### Spatial annotation records

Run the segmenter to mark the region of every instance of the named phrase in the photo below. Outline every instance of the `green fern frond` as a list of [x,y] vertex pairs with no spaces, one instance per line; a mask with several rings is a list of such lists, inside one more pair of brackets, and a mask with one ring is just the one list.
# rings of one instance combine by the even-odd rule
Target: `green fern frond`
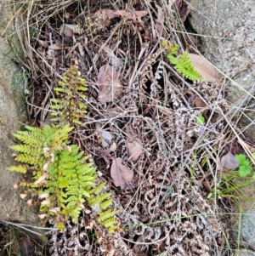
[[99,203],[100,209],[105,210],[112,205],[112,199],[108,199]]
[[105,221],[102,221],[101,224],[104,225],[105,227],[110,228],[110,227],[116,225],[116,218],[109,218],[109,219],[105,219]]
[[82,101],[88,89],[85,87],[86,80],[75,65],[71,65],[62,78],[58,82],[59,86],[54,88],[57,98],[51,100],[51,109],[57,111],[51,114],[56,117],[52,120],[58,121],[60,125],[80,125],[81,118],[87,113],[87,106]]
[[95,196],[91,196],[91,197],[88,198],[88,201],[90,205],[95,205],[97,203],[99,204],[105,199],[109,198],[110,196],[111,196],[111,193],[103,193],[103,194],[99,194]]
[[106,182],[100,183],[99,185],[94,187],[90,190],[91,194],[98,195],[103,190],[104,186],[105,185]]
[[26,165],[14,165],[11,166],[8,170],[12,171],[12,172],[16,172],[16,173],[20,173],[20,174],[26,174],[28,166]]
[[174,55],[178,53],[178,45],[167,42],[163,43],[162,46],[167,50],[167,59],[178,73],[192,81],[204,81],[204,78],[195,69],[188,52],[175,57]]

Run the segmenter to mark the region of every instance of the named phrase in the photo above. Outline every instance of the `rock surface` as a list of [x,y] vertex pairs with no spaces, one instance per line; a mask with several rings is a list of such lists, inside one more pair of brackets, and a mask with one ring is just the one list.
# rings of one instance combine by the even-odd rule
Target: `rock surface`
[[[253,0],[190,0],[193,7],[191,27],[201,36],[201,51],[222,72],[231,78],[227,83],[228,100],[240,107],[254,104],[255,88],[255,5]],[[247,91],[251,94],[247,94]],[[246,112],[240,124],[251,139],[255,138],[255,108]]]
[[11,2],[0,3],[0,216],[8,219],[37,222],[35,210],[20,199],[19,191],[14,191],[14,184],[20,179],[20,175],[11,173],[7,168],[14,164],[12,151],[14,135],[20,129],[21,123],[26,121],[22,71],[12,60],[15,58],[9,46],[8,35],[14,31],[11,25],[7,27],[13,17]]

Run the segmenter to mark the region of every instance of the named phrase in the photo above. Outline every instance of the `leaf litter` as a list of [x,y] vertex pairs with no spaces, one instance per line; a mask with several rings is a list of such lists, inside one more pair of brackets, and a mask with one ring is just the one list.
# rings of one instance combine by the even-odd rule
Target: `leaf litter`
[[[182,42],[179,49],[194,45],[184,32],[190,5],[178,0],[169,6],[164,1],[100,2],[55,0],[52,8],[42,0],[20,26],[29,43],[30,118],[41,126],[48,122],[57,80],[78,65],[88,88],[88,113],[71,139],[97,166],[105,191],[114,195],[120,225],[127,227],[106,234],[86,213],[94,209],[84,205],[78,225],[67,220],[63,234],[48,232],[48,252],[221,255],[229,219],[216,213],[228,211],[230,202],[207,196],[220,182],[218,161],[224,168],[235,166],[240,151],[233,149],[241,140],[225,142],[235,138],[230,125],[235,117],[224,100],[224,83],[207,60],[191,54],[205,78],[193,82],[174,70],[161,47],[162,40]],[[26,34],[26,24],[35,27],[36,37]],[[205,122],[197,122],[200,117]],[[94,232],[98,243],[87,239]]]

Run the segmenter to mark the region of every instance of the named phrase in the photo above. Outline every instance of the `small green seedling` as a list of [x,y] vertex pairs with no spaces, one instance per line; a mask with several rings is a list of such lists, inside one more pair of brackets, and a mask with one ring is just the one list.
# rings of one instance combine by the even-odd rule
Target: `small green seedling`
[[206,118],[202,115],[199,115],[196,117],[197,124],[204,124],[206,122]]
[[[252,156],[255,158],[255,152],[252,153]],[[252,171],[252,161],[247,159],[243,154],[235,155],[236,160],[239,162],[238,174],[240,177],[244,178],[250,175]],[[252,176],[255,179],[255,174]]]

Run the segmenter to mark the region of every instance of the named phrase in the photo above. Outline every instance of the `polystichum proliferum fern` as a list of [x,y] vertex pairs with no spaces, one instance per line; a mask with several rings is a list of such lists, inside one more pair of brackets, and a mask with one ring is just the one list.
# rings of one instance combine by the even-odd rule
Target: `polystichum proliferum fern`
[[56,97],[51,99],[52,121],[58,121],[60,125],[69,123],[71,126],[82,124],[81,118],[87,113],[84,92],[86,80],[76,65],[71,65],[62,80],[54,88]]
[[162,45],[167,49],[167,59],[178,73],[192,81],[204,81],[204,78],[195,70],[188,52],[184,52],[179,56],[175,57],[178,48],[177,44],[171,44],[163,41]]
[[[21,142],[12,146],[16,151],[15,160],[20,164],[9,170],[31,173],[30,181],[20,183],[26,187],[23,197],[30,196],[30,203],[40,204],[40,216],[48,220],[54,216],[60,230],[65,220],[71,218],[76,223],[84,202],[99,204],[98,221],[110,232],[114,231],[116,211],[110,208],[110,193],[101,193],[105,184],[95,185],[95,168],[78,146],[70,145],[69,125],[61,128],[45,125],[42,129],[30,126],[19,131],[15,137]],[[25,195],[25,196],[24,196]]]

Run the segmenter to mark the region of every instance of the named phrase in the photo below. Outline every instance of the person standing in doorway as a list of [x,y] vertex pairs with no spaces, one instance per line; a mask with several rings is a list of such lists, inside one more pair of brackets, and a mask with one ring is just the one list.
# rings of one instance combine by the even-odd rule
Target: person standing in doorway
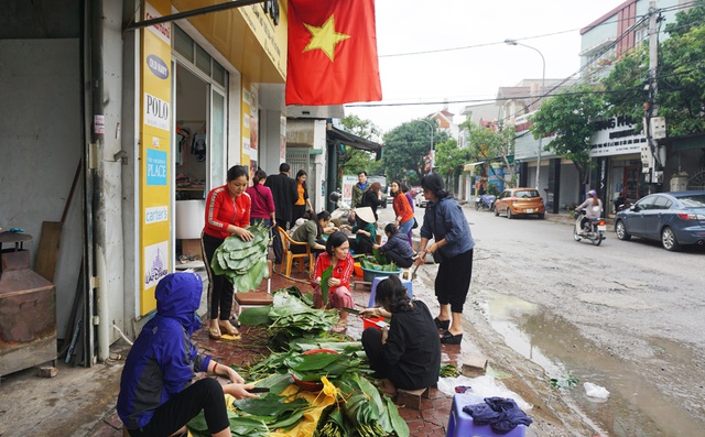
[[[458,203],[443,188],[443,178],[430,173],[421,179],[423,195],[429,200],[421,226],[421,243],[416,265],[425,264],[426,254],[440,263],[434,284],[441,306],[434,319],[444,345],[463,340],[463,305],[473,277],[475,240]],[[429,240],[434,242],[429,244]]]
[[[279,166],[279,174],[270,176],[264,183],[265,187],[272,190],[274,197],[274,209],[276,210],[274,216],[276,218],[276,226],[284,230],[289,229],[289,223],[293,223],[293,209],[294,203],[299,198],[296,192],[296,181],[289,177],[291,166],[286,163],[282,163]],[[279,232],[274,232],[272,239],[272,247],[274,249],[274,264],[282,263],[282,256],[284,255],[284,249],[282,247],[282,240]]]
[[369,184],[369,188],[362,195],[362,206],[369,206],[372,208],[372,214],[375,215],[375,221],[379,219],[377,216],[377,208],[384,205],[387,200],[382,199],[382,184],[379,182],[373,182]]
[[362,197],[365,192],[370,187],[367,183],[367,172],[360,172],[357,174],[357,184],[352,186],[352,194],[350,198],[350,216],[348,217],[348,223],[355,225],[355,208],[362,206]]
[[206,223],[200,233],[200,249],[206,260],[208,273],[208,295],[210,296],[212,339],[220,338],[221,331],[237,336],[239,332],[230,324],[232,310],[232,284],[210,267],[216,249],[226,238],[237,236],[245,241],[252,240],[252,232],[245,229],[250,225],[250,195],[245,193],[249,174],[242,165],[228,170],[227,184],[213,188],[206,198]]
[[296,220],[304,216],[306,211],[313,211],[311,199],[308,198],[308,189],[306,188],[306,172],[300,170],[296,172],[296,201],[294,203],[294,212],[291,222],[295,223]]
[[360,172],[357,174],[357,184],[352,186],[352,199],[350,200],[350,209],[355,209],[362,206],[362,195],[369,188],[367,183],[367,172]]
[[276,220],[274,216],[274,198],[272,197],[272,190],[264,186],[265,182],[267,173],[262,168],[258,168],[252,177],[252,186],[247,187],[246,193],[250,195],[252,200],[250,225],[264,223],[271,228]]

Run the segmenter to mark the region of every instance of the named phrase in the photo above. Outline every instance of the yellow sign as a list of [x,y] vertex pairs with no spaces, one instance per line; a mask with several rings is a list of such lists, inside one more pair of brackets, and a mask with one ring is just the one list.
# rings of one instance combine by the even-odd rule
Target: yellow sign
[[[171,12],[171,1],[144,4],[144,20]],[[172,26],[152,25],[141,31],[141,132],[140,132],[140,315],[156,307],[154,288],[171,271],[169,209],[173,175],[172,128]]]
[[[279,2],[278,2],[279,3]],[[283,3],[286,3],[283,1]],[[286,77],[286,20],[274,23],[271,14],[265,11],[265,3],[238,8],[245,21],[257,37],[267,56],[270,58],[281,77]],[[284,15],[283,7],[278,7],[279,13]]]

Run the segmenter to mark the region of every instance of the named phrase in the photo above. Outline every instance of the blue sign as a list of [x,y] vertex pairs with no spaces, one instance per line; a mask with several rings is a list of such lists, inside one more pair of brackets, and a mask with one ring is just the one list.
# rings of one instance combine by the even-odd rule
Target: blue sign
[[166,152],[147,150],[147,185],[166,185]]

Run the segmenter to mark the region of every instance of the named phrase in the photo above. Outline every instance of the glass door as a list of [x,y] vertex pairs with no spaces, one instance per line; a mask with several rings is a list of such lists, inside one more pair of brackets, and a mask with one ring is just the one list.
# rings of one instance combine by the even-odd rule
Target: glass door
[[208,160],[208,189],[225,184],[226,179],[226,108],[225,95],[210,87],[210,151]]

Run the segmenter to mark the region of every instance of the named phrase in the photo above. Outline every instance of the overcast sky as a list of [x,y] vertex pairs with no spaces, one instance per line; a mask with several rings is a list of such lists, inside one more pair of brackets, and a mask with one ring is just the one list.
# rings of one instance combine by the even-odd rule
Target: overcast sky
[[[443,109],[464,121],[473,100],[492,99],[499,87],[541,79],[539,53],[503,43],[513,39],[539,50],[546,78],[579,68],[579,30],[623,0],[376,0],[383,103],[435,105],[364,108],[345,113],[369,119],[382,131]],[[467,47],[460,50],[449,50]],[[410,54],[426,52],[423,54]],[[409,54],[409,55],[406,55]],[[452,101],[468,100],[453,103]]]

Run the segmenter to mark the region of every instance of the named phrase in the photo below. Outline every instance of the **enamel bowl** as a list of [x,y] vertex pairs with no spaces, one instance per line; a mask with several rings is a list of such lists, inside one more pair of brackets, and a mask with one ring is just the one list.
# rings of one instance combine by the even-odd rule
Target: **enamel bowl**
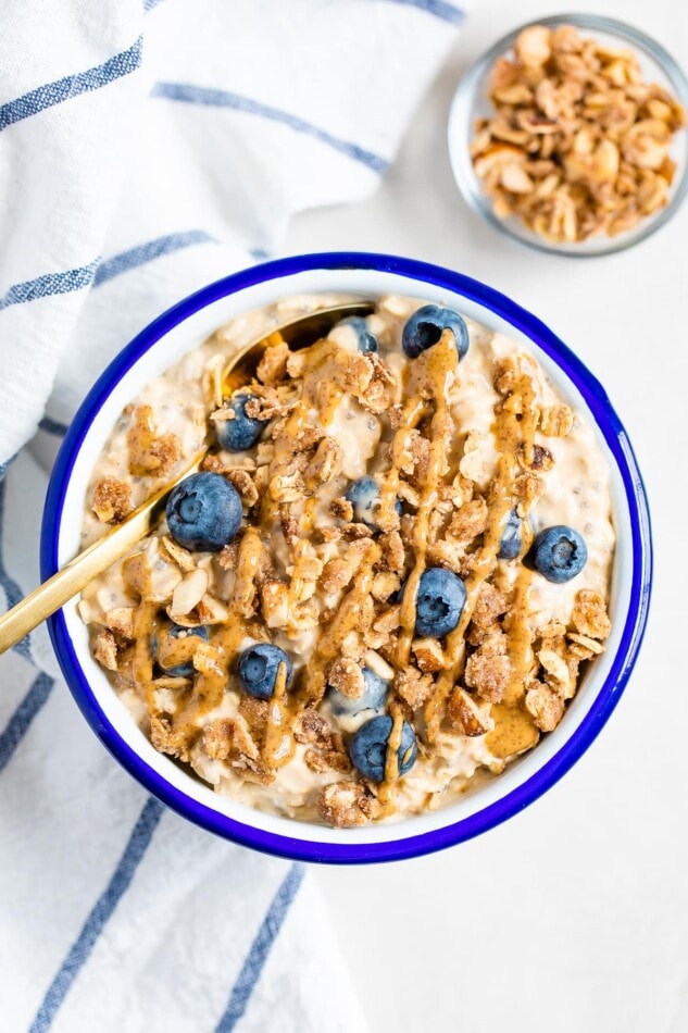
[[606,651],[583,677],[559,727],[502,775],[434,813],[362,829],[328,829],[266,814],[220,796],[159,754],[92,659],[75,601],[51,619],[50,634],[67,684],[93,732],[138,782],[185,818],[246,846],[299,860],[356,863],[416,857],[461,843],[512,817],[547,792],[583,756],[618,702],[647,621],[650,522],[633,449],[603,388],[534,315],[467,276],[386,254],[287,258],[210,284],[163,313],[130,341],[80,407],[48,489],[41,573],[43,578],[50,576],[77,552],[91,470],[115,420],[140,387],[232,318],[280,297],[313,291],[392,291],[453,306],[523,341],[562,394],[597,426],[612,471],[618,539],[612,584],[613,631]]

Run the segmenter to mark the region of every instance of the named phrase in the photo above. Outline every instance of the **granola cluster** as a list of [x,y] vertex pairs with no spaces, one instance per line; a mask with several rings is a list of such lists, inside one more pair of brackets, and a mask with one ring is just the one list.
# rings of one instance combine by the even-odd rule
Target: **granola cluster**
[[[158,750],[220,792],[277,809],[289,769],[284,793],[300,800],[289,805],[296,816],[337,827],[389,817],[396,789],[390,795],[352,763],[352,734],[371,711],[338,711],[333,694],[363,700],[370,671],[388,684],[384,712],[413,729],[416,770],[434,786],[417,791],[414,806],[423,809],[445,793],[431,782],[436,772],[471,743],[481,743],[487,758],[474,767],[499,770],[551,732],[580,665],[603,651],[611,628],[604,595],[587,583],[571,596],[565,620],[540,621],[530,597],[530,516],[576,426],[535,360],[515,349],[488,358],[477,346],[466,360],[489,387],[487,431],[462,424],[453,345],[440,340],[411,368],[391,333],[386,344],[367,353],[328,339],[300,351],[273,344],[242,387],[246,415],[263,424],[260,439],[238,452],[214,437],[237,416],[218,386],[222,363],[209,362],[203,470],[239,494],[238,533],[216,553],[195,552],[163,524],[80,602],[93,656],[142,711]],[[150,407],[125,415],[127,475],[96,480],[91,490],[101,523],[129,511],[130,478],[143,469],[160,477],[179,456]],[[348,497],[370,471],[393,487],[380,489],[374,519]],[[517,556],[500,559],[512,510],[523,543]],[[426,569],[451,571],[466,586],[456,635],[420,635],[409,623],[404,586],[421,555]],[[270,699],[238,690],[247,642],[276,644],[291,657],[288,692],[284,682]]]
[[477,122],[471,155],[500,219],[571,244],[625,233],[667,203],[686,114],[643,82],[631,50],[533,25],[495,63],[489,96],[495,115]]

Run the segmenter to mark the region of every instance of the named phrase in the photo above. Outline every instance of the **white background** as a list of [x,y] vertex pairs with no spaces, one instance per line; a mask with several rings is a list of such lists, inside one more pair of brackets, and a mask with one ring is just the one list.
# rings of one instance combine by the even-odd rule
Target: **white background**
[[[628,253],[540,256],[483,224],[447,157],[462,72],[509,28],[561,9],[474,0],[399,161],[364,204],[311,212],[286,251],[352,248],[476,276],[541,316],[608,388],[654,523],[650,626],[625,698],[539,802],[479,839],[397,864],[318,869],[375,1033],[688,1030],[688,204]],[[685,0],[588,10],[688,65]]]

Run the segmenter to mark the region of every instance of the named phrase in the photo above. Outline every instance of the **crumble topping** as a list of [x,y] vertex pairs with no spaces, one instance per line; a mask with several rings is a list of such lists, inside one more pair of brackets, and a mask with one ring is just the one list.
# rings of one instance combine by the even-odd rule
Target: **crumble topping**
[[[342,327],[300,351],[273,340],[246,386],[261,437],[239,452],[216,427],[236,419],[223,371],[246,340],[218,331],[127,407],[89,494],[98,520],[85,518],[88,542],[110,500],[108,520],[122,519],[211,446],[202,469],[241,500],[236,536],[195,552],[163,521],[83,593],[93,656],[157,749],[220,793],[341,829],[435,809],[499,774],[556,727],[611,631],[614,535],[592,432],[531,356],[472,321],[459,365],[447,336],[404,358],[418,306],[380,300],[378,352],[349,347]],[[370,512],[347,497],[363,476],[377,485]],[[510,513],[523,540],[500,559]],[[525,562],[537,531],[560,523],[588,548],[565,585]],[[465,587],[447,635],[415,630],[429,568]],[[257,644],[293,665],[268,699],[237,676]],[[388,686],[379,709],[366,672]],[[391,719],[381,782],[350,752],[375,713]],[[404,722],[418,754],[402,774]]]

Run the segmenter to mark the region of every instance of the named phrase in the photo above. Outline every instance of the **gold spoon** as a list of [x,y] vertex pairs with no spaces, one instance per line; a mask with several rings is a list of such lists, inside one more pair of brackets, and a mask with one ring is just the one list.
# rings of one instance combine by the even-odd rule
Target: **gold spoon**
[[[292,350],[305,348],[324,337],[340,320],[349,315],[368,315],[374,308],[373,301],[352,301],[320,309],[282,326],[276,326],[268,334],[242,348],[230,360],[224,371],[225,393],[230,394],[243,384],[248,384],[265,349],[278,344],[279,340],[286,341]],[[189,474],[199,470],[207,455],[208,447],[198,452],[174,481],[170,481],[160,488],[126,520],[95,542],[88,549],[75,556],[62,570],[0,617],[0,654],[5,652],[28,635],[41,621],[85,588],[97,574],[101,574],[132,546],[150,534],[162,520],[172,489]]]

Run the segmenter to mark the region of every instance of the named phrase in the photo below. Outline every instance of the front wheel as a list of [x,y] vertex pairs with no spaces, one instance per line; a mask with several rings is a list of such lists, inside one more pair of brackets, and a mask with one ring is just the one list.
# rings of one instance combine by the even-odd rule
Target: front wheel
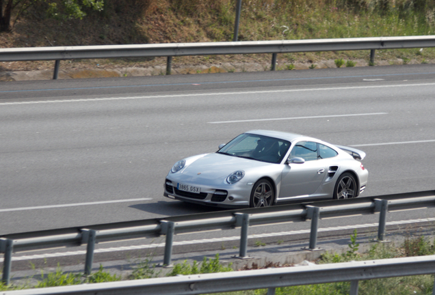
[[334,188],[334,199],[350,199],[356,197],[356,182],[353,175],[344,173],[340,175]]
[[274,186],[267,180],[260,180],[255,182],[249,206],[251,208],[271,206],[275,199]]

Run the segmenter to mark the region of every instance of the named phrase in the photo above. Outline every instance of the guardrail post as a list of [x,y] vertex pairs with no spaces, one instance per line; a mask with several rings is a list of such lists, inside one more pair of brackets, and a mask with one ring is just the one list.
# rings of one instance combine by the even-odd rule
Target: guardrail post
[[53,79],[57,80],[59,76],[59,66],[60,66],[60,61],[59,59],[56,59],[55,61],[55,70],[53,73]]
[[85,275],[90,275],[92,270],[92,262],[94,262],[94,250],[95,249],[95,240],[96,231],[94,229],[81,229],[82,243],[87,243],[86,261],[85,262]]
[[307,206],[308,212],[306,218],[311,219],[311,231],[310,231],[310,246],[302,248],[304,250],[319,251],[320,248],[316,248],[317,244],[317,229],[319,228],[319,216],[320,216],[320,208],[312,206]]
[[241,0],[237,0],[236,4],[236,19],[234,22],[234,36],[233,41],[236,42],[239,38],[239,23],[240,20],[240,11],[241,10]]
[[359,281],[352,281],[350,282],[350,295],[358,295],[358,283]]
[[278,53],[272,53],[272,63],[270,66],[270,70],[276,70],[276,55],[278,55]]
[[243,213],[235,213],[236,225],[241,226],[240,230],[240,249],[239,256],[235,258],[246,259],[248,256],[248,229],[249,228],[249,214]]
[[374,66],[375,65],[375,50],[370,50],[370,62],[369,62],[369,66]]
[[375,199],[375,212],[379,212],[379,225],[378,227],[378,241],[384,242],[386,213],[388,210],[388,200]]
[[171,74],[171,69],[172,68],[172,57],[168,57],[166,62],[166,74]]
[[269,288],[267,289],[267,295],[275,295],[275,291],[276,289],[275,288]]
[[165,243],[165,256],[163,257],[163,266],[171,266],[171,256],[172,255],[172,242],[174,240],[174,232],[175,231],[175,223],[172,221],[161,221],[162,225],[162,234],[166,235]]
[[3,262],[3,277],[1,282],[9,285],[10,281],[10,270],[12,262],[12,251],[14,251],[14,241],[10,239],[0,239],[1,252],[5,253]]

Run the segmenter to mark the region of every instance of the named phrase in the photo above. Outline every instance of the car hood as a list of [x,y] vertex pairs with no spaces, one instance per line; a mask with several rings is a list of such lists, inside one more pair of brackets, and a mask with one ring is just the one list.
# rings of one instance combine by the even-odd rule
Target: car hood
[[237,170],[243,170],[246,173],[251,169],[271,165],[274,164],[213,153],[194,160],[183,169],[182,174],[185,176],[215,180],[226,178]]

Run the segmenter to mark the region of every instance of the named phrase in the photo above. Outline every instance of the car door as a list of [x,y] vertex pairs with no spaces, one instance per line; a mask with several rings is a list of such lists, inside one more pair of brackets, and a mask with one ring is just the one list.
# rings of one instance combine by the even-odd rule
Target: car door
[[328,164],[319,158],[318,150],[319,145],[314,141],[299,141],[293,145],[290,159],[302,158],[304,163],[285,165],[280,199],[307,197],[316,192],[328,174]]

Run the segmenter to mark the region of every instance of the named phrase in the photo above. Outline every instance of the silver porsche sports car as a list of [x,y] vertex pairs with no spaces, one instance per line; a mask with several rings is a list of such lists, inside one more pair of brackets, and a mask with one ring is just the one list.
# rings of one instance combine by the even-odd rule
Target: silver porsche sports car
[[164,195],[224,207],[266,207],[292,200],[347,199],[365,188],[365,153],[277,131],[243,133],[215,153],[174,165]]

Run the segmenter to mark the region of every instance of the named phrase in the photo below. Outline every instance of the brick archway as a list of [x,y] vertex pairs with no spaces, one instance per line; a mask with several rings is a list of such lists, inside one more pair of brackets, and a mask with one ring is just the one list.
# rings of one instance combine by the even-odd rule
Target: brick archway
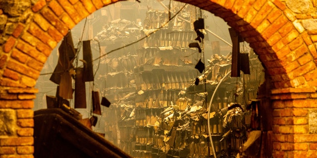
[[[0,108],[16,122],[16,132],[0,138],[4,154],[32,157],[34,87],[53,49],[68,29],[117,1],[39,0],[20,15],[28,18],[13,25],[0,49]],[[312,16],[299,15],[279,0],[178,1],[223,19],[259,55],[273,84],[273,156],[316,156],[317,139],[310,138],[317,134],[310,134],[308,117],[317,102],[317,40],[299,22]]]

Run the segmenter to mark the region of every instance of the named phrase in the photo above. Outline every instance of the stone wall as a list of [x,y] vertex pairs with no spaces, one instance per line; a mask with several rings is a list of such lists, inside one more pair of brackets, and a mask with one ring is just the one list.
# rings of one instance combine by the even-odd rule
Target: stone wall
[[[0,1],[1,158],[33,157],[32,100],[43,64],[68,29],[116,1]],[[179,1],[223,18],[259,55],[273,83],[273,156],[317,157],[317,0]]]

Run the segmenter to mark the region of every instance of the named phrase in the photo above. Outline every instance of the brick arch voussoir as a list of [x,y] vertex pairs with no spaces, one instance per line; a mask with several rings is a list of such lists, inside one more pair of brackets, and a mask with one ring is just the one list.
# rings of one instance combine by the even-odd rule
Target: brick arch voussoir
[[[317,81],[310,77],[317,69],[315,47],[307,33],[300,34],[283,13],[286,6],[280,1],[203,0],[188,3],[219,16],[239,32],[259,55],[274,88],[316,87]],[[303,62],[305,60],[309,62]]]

### To do
Reproduce the lines from the one holding "of the overcast" through the one holding "Target: overcast sky", both included, swapping "overcast sky" for "cloudy sky" and keeping everything else the same.

### The completed task
Run the segmenter to mark the region of every instance of the named phrase in the photo above. Outline every instance of the cloudy sky as a list of [x,y] vertex pairs with no spaces, one instance per line; a mask with several rings is a list of such lists, inside one more pair of brackets, and a mask with one ring is just the one list.
# rings of one instance combine by the even-odd rule
Target: cloudy sky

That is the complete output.